* _Task directions_: Copy every line of the material that contains the word "muddy", counting only matches with the same capitalization.

* _Data records_:
______

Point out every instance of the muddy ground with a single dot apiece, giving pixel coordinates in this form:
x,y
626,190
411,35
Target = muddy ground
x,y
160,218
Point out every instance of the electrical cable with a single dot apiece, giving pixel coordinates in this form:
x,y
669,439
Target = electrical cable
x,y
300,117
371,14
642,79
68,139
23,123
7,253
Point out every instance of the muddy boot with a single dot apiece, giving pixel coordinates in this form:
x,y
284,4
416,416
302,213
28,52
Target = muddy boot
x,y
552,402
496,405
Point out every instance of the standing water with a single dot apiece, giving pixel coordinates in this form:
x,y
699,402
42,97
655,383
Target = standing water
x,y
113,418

______

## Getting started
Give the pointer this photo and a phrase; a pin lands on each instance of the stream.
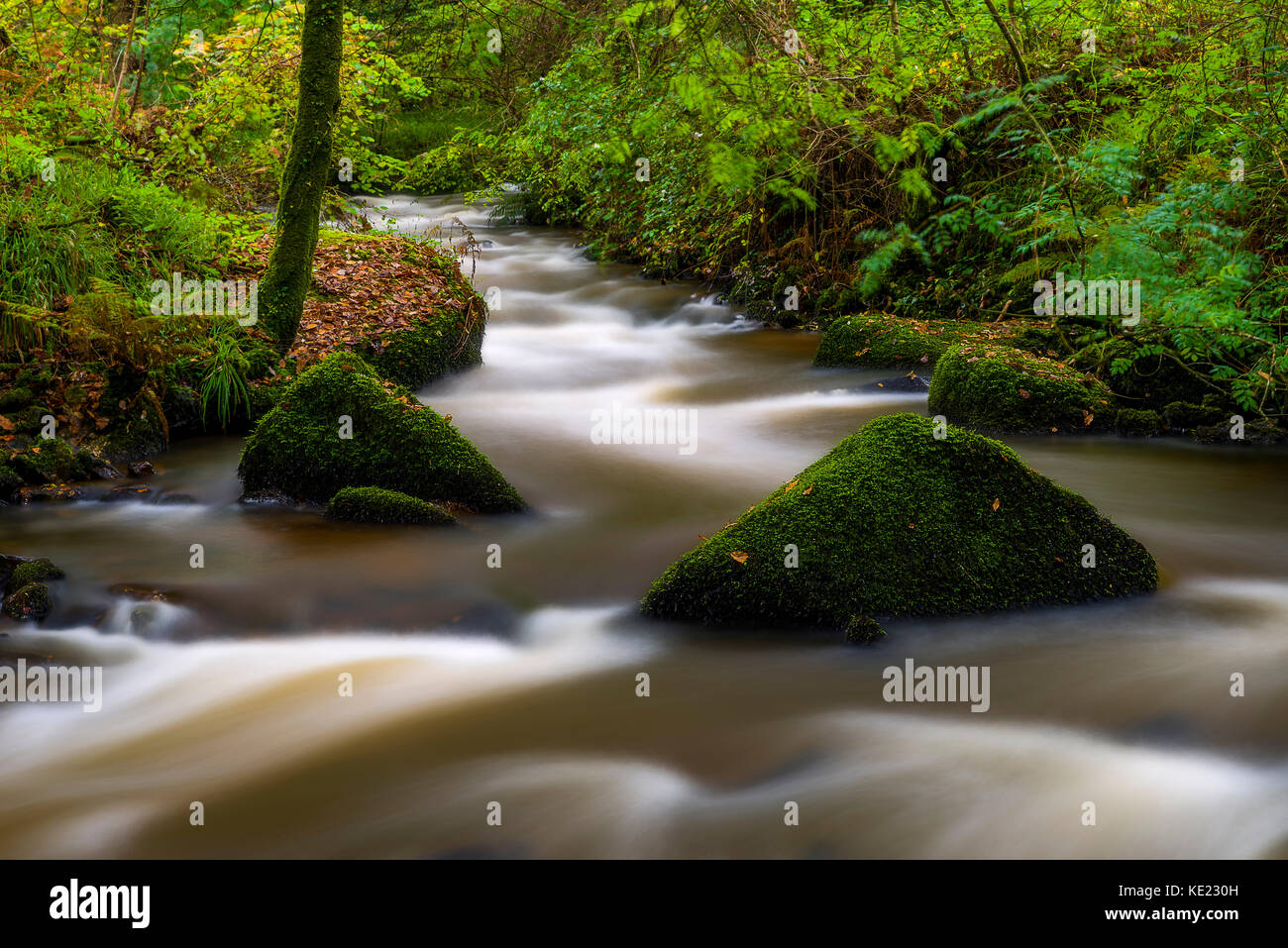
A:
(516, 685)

______

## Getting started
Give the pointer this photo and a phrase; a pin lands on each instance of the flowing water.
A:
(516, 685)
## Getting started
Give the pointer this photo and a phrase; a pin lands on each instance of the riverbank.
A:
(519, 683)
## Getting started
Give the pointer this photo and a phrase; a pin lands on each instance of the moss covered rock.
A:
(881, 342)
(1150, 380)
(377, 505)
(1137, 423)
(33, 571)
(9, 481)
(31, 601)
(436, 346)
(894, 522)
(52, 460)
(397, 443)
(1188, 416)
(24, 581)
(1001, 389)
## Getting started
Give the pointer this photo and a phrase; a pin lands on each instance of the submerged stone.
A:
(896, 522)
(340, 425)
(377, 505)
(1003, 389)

______

* _Answer in full_:
Point out every instance of the muddy ground with a single dot apiece, giving pixel coordinates in this form:
Target = muddy ground
Point out every instance of the muddy boot with a single dot apiece, giving pixel coordinates in this form:
Target = muddy boot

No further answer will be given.